Referring expression data
===

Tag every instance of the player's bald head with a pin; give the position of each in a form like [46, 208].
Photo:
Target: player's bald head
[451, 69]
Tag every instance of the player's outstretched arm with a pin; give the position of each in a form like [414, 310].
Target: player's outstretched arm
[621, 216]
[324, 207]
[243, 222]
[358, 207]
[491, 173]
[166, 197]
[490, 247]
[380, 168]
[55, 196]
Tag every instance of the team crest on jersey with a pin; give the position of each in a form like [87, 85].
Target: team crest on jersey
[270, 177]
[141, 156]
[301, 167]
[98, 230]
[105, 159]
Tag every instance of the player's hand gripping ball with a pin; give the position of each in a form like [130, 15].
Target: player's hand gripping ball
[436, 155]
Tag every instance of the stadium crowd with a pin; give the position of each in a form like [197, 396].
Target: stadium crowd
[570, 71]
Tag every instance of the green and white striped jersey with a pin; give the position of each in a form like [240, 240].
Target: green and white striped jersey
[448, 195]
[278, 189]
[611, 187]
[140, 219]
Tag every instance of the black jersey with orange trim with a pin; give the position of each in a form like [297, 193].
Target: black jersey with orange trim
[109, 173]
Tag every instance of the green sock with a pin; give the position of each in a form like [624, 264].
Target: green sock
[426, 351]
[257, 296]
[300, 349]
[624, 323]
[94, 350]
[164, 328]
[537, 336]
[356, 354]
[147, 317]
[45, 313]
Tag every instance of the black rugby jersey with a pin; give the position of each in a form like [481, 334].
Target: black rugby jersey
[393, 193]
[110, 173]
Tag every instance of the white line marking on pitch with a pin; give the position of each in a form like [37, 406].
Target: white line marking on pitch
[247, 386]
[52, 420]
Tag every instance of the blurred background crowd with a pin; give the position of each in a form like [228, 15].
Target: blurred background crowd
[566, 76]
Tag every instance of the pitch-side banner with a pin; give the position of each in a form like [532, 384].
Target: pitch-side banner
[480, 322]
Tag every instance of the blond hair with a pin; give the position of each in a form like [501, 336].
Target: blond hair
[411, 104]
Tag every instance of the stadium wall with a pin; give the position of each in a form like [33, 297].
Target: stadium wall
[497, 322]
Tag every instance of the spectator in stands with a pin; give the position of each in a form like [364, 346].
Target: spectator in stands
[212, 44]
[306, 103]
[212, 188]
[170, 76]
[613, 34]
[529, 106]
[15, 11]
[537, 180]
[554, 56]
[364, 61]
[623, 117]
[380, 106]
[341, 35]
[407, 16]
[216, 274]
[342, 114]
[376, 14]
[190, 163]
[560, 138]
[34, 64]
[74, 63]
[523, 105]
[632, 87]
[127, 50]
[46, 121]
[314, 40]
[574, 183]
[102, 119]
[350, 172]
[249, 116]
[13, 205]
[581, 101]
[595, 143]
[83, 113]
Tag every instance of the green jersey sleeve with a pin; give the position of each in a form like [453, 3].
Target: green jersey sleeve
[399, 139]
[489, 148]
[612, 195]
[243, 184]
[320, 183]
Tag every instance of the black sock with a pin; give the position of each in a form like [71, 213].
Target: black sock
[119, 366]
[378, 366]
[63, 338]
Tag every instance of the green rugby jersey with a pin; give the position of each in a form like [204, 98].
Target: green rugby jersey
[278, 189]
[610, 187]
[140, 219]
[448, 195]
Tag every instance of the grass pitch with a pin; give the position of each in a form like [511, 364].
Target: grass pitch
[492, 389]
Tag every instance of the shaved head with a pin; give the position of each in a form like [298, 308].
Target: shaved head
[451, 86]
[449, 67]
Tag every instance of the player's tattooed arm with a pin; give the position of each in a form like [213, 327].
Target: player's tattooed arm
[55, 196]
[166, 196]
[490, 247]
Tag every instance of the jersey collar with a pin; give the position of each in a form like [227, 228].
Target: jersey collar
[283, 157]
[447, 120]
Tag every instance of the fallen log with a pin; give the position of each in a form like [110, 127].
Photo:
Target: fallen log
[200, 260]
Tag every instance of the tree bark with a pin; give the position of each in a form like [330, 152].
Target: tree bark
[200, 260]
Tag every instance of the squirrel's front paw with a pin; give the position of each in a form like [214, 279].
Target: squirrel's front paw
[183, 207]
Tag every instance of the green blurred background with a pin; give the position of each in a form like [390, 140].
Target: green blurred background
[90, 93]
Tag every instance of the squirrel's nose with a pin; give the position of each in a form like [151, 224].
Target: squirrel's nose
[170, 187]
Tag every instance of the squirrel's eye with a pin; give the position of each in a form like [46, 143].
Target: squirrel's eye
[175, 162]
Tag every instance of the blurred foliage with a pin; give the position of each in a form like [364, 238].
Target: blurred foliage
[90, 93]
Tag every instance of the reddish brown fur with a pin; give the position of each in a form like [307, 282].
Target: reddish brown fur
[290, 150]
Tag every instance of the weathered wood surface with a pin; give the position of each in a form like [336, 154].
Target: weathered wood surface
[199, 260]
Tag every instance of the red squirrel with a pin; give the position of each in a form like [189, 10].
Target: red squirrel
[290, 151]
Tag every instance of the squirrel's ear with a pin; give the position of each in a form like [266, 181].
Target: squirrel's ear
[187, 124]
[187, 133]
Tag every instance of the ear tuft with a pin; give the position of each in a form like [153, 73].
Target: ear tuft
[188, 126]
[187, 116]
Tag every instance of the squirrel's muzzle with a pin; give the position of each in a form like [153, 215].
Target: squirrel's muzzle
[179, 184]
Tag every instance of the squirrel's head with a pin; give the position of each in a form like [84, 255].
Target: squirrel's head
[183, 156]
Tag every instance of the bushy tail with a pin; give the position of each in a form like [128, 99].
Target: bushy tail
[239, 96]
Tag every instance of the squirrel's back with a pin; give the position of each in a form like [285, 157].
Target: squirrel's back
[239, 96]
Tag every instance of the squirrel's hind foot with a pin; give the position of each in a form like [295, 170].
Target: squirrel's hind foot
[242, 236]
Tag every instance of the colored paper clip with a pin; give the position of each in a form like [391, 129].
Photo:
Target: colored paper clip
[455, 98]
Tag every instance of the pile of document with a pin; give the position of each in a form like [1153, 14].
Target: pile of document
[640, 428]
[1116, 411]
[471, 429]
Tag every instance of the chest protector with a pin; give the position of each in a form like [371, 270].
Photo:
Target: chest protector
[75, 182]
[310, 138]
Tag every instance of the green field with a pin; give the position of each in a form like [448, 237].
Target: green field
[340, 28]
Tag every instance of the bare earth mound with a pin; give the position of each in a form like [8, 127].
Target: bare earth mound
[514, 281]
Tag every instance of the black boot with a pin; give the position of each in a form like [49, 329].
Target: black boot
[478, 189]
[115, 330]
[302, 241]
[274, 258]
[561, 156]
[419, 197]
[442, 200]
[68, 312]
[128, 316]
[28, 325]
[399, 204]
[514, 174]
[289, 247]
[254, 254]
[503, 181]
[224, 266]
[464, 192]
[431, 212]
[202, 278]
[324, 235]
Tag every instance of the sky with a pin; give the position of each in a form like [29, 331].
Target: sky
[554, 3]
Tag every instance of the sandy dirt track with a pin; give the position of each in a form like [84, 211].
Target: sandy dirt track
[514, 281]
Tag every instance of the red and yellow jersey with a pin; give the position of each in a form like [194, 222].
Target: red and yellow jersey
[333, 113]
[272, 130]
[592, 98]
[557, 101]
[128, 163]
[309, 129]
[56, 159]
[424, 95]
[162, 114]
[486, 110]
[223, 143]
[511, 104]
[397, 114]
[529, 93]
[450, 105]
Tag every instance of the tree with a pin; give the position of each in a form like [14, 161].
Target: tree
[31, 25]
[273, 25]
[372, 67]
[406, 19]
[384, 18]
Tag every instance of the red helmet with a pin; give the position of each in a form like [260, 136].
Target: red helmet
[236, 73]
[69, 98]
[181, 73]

===

◆ **EXERCISE**: After reading the data above, return it verbatim in full.

◆ **YOUR SOLUTION**:
Tag every instance of the player's bald head with a pin; give the position of each in a form like [46, 208].
Photo:
Target: player's bald head
[451, 69]
Tag every instance of the player's outstretched arm with a pin; give the position of each in a form like [414, 310].
Target: player's outstretched arm
[621, 216]
[324, 207]
[243, 222]
[358, 207]
[491, 173]
[166, 197]
[490, 247]
[380, 168]
[55, 196]
Tag every instance of the team crest on jersey with a pin; give the position of each in a form like [87, 85].
Target: team crest on jersey
[270, 177]
[141, 156]
[301, 167]
[98, 230]
[105, 159]
Tag every instance of the player's hand gripping ball with a pin; give the position of each in a form like [130, 15].
Target: player's hand gripping ball
[436, 155]
Tag every instance of the stadium crowd with a pin; give the position of each in a form like [197, 396].
Target: stadium crowd
[570, 71]
Tag every instance of the green and white striped jersey with a pin; give the position of each in a form like [240, 240].
Target: green and white striped jersey
[448, 195]
[278, 189]
[611, 187]
[140, 219]
Tag every instance of the black jersey with orange trim with a pin; give the position of each in a form like [297, 193].
Target: black jersey with orange trim
[109, 173]
Tag every instance of the green sock with a pin; give the position of each in a form like [624, 264].
Target: green sock
[426, 351]
[257, 296]
[300, 349]
[624, 323]
[94, 350]
[164, 328]
[537, 336]
[356, 354]
[147, 317]
[45, 313]
Tag every instance of the black rugby jersey with a pin; give the position of each in a form like [481, 334].
Target: black rugby jersey
[393, 193]
[110, 173]
Tag every instance of the white line marking on pitch with a pin; give the position of each in a form like [37, 406].
Target: white line marking on pitch
[247, 386]
[52, 420]
Tag every instance of the blurred background crowd with a pin; give the position of each in a form like [228, 15].
Target: blurred background crowd
[566, 76]
Tag every instance of the pitch-side banner with a pin; give the position of each in a form like [532, 384].
Target: pitch-side banner
[480, 322]
Tag every instance of the blond hair with a pin; give the position of each in a form like [501, 336].
Target: blond hair
[411, 104]
Tag every instance of the stadium wall with a pin; give the position of each in a form like [33, 297].
Target: stadium wall
[497, 322]
Tag every instance of the spectator in stands with a pin; give the position of each in a form like [364, 346].
Target: spectator in stands
[212, 44]
[306, 103]
[212, 188]
[170, 76]
[613, 34]
[529, 106]
[15, 11]
[537, 180]
[554, 56]
[364, 61]
[623, 117]
[380, 106]
[341, 35]
[407, 16]
[216, 274]
[342, 114]
[376, 14]
[190, 163]
[560, 138]
[34, 64]
[74, 63]
[523, 105]
[632, 87]
[127, 50]
[46, 121]
[314, 40]
[574, 183]
[102, 119]
[350, 172]
[249, 116]
[13, 205]
[581, 101]
[595, 143]
[83, 113]
Tag every instance of the green jersey sleeve with a pin; give the position of each in a form like [453, 3].
Target: green jersey sleeve
[399, 139]
[489, 148]
[612, 195]
[243, 184]
[320, 183]
Tag every instance of the black sock with a pin; give the position of each in a form like [71, 213].
Target: black sock
[119, 366]
[378, 366]
[63, 338]
Tag every instance of the green rugby jersey with a pin; give the position of each in a form like [204, 98].
Target: green rugby jersey
[278, 189]
[610, 187]
[140, 219]
[448, 195]
Tag every instance of the grass pitch with a pin; give the position of each in a form like [511, 364].
Target: grass pitch
[492, 389]
Tag every instance of the shaved head with a pin; give the position of each in a form like [298, 308].
Target: shaved head
[451, 86]
[449, 67]
Tag every instance of the player's tattooed arm with a pin; give the position of each in a form like [213, 327].
Target: player's tattooed arm
[55, 196]
[166, 196]
[490, 247]
Tag every instance of the jersey collar with a pin; give the position of each in a form like [227, 228].
Target: jersey collar
[283, 157]
[447, 120]
Tag every instance of the fallen log with a pin; give the position of each in a form like [110, 127].
Photo:
Target: fallen log
[200, 260]
Tag every instance of the tree bark with a pin; give the position of each in a form like [330, 152].
Target: tree bark
[200, 260]
Tag every instance of the squirrel's front paw with a pin; give the position of each in a form like [214, 279].
Target: squirrel's front paw
[183, 207]
Tag every instance of the green blurred background with a pin; give the position of each in a form like [390, 140].
Target: green blurred background
[90, 93]
Tag every instance of the squirrel's nose with a pin; give the position of each in a form like [151, 224].
Target: squirrel's nose
[170, 187]
Tag every instance of the squirrel's eye with a pin; give the position of each in a form like [46, 143].
Target: squirrel's eye
[175, 162]
Tag every instance of the blurred foliage with a pin; give the position of each in a form like [364, 238].
Target: blurred foliage
[90, 93]
Tag every instance of the reddish brown fur with a pin; give the position of each in a form like [307, 282].
Target: reddish brown fur
[290, 150]
Tag every instance of the weathered wood surface with a pin; give the position of each in a form like [336, 154].
Target: weathered wood surface
[199, 260]
Tag every instance of the red squirrel with a pin; give the position of each in a form like [189, 10].
Target: red squirrel
[290, 151]
Tag every instance of the squirrel's ear with a pin; give the position of each in a form like [266, 181].
Target: squirrel's ear
[187, 124]
[187, 133]
Tag every instance of the ear tuft with a pin; give the position of each in a form like [153, 73].
Target: ear tuft
[188, 126]
[187, 116]
Tag every instance of the squirrel's muzzle with a pin; give the position of each in a form like [153, 215].
Target: squirrel's muzzle
[179, 184]
Tag every instance of the squirrel's head with a pin; give the position of each in a form like [84, 255].
Target: squirrel's head
[183, 156]
Tag every instance of the bushy tail with a pin; give the position of each in a form like [128, 99].
Target: bushy tail
[239, 96]
Tag every instance of the squirrel's back with a pin; give the position of each in a form like [285, 157].
Target: squirrel's back
[239, 96]
Tag every instance of the squirrel's hind foot with a pin; give the position of each in a form like [295, 170].
Target: squirrel's hind foot
[242, 236]
Tag every instance of the colored paper clip with a pin; give the position of each in a form like [391, 129].
Photo:
Target: colored paper clip
[455, 98]
Tag every instance of the pile of document with a pin; give the position of each in a form like [1153, 14].
Target: pile of document
[640, 428]
[1116, 411]
[471, 429]
Tag every instance of the chest protector with a pin; give the position of each in a form like [371, 270].
Photo:
Target: chest protector
[75, 182]
[310, 138]
Tag every instance of the green field with a pin; give the position of each in a form like [448, 237].
Target: green field
[340, 28]
Tag every instance of the bare earth mound with a pin; give the position of each in a form like [8, 127].
Target: bare earth mound
[514, 281]
Tag every instance of the black boot with a pin; give the position of each in a form like [49, 329].
Target: black boot
[478, 189]
[115, 330]
[302, 241]
[274, 258]
[561, 156]
[419, 197]
[442, 200]
[68, 312]
[128, 316]
[28, 325]
[399, 204]
[514, 174]
[289, 247]
[254, 254]
[503, 181]
[224, 266]
[464, 192]
[431, 212]
[202, 278]
[324, 235]
Tag every instance of the sky with a pin; give the position of each in a form like [29, 331].
Target: sky
[554, 3]
Tag every instance of the sandy dirt track with a pin; give the position of each in a form like [84, 211].
Target: sandy dirt track
[514, 281]
Tag every instance of the red and yellow jersey with a pin; give the position of each in a form like [194, 222].
Target: red and yellow jersey
[333, 113]
[272, 130]
[592, 98]
[557, 101]
[128, 163]
[309, 129]
[56, 159]
[424, 95]
[162, 114]
[486, 110]
[223, 143]
[511, 104]
[397, 114]
[529, 93]
[450, 105]
Tag every instance of the tree with a pin; give the position of each in a form like [14, 161].
Target: tree
[31, 25]
[273, 25]
[372, 67]
[406, 19]
[384, 18]
Tag every instance of the red helmet with a pin; give the position of each in a form like [260, 136].
Target: red helmet
[236, 73]
[69, 98]
[181, 73]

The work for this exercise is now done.